--- begin ---

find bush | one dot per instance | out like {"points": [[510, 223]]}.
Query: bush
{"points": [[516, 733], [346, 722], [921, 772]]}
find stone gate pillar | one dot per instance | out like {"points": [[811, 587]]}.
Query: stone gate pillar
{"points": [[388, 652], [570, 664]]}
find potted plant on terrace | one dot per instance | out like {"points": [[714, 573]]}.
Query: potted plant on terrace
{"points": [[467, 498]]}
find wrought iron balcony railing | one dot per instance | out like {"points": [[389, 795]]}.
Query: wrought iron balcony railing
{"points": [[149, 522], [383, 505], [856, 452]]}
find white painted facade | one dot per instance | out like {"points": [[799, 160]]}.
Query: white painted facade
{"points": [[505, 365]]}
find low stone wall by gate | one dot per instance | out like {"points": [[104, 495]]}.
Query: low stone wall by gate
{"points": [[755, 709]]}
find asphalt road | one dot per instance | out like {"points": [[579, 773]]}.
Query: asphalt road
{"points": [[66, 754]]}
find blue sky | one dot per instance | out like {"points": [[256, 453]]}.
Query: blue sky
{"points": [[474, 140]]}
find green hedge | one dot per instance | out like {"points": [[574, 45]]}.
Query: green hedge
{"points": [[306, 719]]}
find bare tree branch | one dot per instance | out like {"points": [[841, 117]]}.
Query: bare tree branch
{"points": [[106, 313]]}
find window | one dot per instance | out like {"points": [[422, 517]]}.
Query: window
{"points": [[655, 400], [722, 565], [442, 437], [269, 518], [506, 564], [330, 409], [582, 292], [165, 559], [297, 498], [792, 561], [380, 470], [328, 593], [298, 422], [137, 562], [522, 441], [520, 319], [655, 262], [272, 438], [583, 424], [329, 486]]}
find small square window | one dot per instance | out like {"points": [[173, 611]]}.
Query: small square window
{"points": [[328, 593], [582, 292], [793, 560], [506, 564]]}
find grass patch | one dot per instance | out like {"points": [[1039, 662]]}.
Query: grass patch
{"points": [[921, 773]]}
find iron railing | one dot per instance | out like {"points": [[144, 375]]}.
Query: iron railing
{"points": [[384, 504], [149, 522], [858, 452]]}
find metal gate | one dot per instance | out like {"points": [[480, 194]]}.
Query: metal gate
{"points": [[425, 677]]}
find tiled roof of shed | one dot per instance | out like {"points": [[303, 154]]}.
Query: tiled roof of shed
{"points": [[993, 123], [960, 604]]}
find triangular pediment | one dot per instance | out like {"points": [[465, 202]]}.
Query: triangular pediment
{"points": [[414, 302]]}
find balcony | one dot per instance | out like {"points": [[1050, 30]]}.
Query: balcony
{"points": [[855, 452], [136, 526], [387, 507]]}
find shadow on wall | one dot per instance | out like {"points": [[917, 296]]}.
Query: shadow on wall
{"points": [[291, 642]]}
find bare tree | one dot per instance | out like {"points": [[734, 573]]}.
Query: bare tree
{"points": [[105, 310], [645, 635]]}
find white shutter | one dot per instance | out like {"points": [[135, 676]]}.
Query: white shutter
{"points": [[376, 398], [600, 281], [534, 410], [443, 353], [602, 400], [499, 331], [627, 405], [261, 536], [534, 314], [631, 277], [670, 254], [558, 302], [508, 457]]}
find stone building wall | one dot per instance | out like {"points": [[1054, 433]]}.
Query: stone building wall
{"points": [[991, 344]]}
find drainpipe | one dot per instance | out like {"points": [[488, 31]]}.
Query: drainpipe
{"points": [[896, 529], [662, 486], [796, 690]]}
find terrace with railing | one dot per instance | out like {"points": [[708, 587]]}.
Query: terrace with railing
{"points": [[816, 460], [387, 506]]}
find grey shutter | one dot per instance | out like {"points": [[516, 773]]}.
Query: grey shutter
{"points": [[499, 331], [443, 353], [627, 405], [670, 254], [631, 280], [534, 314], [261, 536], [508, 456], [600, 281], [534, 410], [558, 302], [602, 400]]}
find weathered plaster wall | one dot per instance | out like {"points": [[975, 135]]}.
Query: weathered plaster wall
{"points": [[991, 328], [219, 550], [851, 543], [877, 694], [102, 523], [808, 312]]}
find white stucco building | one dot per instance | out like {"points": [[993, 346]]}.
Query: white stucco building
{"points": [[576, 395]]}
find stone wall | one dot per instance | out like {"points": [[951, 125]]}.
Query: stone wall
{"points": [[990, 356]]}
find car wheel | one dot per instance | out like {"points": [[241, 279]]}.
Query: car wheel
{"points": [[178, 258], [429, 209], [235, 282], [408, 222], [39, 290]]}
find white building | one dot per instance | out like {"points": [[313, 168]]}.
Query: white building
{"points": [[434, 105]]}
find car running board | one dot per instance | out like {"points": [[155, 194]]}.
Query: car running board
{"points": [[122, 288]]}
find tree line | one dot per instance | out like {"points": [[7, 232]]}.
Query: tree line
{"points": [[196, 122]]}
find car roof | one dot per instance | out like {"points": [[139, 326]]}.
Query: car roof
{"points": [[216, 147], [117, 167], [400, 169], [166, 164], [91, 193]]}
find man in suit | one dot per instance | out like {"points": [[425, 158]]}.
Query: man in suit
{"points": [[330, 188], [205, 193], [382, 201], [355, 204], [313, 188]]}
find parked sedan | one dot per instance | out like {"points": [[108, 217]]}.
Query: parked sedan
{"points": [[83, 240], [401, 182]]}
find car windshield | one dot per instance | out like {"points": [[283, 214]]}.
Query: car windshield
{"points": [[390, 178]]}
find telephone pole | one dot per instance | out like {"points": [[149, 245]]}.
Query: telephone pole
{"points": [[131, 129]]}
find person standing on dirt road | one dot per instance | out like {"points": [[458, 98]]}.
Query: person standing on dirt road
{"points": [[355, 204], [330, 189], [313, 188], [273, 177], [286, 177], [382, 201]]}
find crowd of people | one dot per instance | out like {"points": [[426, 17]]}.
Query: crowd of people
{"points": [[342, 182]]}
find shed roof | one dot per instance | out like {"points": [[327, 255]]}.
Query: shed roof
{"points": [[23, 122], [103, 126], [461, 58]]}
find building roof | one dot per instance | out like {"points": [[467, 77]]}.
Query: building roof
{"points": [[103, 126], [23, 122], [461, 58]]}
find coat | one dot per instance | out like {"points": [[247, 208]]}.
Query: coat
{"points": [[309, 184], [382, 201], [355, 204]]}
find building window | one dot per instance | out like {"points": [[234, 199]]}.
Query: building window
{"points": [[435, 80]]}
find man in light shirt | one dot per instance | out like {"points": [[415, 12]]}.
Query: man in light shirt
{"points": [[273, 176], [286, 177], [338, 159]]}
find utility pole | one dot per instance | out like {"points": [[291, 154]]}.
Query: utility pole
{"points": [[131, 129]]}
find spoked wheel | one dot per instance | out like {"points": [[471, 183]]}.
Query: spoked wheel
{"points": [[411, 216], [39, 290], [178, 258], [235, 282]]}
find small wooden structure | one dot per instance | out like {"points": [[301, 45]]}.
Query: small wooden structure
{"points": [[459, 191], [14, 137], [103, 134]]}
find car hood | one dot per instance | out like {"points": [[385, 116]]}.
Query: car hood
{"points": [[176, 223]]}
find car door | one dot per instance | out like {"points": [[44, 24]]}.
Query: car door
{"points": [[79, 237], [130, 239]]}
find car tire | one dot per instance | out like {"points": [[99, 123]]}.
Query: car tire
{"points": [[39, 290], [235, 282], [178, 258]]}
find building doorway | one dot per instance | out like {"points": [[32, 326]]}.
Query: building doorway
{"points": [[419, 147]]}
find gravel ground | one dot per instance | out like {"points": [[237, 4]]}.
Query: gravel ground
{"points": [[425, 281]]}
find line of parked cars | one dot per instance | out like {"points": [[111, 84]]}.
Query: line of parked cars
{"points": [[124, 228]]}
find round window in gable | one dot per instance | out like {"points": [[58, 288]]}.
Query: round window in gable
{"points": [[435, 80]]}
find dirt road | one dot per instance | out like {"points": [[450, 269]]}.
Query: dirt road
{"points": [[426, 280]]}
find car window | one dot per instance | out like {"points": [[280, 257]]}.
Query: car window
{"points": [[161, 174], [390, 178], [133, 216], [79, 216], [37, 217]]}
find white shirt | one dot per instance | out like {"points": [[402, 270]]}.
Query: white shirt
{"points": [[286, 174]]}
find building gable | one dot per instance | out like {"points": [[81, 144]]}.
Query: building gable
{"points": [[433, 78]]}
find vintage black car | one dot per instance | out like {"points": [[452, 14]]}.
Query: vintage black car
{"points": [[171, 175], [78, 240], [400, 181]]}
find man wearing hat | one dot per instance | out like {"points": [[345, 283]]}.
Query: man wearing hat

--- end ---

What you will do. Starting at the line with "find car hood", copy every line up to and including the last one in the entries above.

Finished task.
find car hood | one dot per instance | out like {"points": [[385, 116]]}.
Query: car hood
{"points": [[176, 223]]}
find car door | one dot per instance | out like {"points": [[44, 24]]}.
Query: car door
{"points": [[79, 237], [130, 239]]}
find car tire | one dot per instance | out like {"points": [[99, 123]]}.
Query: car tire
{"points": [[39, 290], [235, 282], [178, 258]]}
find building doorway | one dot per instance | out like {"points": [[32, 326]]}.
Query: building doorway
{"points": [[419, 147]]}
find gravel ground | one dot per instance | out like {"points": [[237, 4]]}.
Query: gravel ground
{"points": [[425, 281]]}
find line of parked cars | one dot per instance | out like {"points": [[111, 84]]}.
Query: line of parked cars
{"points": [[124, 228]]}
find round window in gable | one dot per instance | out like {"points": [[58, 288]]}.
Query: round window in gable
{"points": [[435, 80]]}
find dirt road | one dot per instance | out like {"points": [[450, 269]]}.
Query: dirt road
{"points": [[426, 280]]}
find car window | one dot per instance | out like {"points": [[280, 257]]}.
Query: car window
{"points": [[161, 174], [390, 178], [133, 216], [79, 216], [37, 217]]}
find white shirt | one dot per instance | out like {"points": [[402, 270]]}.
Query: white shirt
{"points": [[286, 174]]}
find building gable | one dot per instance | out like {"points": [[81, 144]]}.
Query: building gable
{"points": [[433, 78]]}
find vintage black car | one dot per instance | out like {"points": [[452, 14]]}.
Query: vintage black car
{"points": [[171, 175], [78, 240], [400, 181]]}
find man wearing hat | one dot per instance | out like {"points": [[345, 283]]}.
Query: man wearing hat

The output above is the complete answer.